Material shown ▸

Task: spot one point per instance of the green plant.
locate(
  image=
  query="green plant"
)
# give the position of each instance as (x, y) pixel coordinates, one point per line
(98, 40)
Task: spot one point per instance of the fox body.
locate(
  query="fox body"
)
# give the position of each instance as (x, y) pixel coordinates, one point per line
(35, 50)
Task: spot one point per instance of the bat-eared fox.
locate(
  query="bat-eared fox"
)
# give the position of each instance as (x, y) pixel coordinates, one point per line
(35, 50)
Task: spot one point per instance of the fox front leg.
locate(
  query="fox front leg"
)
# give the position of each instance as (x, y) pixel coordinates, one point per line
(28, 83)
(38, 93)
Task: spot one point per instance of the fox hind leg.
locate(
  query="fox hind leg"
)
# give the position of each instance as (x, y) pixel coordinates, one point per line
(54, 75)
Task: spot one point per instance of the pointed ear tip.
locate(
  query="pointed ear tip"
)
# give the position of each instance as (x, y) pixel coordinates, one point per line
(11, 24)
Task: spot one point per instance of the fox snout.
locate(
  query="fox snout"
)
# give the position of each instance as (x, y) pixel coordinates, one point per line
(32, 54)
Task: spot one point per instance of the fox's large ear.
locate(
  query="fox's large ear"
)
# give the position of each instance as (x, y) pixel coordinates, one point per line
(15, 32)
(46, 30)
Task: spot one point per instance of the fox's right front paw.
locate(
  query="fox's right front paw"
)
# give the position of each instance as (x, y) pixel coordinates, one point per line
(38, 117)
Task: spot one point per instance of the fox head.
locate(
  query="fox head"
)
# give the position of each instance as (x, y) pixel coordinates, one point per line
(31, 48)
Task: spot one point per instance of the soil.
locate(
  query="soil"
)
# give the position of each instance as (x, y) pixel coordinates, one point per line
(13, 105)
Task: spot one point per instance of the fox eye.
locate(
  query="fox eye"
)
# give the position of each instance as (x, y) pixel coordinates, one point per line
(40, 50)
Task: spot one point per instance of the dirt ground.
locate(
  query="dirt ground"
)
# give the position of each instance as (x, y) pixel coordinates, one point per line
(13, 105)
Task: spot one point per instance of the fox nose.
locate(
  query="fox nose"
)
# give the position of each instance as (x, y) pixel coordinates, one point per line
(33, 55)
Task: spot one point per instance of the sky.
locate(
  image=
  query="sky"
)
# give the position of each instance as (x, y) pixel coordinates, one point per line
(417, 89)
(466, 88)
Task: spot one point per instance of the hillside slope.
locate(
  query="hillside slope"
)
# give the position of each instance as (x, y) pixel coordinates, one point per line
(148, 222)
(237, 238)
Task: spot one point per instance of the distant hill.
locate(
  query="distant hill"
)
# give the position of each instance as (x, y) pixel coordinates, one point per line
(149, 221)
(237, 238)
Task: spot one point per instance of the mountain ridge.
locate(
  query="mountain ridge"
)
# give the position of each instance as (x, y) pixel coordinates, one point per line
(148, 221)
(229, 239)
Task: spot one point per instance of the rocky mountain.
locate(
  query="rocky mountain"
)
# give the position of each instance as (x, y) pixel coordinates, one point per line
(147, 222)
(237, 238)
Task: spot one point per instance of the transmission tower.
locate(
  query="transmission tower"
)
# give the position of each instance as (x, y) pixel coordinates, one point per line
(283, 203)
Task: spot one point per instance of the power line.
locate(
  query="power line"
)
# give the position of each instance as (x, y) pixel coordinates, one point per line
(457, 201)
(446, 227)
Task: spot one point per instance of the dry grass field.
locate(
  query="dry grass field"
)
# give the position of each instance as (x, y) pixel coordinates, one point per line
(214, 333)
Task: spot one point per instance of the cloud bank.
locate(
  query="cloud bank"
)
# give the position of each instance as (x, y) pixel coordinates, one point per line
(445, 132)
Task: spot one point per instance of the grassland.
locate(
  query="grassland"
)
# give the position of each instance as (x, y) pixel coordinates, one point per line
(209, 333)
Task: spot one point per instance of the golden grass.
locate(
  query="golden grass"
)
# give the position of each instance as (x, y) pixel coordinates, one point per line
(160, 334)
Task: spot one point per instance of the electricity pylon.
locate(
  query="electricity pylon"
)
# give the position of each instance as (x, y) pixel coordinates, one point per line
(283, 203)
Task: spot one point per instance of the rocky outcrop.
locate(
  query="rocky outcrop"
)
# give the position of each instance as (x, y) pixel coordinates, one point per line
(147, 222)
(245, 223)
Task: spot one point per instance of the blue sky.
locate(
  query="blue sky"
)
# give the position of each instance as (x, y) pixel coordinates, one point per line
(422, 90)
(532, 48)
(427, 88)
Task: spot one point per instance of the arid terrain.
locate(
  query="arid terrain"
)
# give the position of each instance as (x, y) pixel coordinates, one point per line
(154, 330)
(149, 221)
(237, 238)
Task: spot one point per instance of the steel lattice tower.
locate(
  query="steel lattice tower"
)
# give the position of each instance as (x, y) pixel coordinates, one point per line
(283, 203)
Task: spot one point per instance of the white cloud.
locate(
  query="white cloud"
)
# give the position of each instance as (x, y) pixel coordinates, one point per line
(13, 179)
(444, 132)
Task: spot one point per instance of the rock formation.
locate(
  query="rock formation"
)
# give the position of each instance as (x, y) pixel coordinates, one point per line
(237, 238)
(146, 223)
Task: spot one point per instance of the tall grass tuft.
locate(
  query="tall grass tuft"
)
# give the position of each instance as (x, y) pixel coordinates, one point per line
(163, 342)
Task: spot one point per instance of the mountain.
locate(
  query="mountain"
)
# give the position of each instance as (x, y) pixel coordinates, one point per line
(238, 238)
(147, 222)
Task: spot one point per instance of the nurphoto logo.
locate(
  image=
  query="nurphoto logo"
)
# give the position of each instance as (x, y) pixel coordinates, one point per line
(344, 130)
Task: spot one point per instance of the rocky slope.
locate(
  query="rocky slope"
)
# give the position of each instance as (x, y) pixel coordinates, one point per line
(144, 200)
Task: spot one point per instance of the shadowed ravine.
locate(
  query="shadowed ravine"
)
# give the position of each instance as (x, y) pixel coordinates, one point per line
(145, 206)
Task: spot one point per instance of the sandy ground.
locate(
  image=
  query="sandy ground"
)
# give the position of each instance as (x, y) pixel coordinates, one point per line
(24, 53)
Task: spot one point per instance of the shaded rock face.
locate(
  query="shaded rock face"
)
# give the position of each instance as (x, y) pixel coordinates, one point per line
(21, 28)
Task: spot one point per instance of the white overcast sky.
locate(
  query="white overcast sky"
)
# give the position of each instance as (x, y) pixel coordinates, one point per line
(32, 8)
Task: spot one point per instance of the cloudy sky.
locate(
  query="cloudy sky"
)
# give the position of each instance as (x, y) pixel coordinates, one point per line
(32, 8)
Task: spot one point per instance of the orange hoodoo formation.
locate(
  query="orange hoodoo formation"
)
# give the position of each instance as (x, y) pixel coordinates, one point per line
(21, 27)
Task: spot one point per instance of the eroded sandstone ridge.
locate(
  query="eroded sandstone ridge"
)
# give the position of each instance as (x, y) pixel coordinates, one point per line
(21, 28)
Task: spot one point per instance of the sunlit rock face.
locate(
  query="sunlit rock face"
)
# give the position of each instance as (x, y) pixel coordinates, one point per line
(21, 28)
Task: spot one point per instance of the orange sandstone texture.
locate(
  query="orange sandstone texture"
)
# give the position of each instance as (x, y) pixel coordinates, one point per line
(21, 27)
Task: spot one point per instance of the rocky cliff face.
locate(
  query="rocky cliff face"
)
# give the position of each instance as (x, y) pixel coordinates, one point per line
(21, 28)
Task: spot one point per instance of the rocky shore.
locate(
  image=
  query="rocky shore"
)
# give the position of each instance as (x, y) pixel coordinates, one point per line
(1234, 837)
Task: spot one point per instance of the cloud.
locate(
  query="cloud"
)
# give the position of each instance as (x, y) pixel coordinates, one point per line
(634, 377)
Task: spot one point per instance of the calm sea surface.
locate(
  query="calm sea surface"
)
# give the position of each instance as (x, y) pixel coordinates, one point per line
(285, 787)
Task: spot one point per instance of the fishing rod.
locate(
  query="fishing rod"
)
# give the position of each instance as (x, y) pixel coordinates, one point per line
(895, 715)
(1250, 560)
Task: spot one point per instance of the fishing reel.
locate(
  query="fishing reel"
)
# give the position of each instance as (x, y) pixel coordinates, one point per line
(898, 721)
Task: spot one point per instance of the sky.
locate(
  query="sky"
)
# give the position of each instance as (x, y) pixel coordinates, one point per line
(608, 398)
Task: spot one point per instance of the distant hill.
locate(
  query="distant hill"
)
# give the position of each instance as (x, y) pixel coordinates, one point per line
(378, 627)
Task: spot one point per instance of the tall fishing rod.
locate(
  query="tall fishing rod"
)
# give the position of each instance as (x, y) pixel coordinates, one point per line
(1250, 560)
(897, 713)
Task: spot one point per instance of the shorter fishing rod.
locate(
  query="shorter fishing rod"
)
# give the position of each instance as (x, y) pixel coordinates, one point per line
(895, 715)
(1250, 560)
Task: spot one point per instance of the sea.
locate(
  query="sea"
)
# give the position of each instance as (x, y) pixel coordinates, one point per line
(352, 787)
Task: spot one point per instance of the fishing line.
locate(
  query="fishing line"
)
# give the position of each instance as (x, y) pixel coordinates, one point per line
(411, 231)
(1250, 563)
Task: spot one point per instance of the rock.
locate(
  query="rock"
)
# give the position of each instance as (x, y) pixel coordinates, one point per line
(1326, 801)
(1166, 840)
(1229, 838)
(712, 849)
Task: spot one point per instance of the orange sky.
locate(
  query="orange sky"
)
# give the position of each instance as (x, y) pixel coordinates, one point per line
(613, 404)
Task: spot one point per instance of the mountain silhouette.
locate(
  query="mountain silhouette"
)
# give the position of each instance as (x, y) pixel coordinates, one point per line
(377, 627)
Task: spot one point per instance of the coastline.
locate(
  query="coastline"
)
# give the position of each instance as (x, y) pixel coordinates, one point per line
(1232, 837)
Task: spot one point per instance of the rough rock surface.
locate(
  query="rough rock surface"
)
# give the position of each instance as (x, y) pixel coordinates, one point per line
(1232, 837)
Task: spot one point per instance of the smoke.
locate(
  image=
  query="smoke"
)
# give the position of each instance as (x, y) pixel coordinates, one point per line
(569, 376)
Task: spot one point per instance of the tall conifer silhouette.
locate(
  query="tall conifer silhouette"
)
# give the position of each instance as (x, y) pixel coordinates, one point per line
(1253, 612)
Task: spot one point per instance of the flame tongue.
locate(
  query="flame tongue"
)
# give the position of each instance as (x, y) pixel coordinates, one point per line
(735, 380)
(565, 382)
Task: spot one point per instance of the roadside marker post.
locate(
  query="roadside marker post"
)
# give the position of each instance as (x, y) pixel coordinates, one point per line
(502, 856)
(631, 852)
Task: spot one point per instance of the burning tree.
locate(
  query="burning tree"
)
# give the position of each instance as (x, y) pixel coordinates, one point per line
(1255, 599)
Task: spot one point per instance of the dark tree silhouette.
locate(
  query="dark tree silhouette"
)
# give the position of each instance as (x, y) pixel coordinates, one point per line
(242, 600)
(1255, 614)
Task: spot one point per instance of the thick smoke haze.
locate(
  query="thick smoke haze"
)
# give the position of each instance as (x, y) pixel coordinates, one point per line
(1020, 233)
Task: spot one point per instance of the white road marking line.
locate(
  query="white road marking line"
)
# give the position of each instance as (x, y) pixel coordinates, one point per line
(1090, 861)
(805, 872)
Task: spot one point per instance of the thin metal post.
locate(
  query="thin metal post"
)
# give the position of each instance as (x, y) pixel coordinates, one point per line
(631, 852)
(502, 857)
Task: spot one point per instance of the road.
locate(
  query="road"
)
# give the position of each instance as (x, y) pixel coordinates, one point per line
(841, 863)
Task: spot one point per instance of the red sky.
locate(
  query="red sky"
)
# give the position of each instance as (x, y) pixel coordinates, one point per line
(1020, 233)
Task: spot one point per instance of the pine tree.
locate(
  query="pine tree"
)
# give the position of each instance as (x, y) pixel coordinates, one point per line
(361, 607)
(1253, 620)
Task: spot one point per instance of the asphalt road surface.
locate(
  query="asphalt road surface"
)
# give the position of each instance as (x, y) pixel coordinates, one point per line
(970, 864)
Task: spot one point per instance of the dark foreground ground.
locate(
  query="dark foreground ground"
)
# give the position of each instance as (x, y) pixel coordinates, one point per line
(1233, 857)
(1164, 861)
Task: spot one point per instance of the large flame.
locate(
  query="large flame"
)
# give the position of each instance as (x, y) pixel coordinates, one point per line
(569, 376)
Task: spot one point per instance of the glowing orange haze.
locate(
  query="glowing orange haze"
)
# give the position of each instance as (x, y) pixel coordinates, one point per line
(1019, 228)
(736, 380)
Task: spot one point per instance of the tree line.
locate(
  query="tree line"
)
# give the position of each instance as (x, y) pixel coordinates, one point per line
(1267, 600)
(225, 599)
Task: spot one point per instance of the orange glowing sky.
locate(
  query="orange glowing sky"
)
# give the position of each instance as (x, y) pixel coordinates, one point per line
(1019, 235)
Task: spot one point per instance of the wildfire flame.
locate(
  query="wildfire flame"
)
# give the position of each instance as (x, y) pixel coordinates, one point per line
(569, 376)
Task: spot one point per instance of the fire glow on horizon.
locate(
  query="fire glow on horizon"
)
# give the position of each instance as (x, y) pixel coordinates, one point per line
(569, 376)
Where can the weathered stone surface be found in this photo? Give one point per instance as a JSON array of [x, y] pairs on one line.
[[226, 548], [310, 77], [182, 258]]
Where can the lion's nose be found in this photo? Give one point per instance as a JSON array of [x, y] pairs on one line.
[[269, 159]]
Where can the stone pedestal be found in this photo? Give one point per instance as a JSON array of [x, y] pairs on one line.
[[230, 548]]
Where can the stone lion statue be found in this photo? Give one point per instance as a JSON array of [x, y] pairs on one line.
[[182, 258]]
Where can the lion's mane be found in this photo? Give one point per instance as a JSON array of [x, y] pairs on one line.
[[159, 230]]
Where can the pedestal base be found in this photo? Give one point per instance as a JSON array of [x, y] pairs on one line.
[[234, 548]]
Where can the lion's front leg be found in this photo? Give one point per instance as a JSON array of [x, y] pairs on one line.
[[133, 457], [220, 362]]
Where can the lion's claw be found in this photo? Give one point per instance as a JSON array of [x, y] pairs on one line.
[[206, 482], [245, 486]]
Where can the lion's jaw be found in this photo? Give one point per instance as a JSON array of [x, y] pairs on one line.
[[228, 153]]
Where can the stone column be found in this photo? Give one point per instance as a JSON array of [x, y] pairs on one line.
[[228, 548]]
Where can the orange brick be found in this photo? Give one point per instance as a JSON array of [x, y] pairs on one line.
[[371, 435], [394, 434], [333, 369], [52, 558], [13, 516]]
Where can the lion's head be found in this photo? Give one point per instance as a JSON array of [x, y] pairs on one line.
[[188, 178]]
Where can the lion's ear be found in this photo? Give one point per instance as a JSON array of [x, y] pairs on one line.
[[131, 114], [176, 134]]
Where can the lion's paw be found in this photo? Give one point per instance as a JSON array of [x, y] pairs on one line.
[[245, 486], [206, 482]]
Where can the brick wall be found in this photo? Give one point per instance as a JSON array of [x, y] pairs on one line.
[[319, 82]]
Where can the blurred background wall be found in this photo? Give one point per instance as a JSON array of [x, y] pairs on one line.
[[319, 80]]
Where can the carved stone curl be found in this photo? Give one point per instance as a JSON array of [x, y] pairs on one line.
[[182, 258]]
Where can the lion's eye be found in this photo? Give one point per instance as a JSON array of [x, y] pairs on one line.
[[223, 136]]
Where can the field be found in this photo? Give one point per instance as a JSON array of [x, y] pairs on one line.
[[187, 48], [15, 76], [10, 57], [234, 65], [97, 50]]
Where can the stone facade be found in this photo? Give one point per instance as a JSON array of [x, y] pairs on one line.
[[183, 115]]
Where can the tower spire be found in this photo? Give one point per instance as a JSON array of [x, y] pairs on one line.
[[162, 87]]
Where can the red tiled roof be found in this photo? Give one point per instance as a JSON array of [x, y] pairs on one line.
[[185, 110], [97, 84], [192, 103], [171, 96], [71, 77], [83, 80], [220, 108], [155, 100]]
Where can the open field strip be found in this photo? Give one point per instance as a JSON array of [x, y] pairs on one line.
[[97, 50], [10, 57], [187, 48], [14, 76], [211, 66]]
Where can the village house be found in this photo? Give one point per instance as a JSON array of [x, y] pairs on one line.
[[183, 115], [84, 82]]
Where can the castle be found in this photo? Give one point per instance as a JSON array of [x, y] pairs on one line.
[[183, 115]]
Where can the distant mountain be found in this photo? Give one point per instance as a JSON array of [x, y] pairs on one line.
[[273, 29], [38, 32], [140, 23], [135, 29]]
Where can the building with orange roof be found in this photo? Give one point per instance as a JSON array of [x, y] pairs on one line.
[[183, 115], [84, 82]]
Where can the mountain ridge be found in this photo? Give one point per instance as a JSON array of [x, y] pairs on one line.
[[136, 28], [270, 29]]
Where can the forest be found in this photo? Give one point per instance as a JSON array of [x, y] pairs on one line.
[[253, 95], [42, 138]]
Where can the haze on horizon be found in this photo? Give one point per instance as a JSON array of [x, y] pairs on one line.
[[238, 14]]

To do ▸ Begin with the line that contains "Where can the building" and set down each line exactly until the records above end, including the final line.

Task output ▸
Where can the building with orange roof be found in this photo? Give one point per instance as a JSON array of [x, y] pairs on one line.
[[183, 115], [84, 82]]
Where can the mountain ridge be found in this photo? Give one point per instance as a JSON array of [x, y] pairs on one line.
[[136, 28], [270, 29]]
Where can the forest be found in this photo? Give one point per instance as a JSON array of [x, y] pairs on one line.
[[253, 95], [42, 138]]
Where can the haze on horizon be found in this photo? Give one point per instance as a JSON array of [x, y] pairs on one line.
[[238, 14]]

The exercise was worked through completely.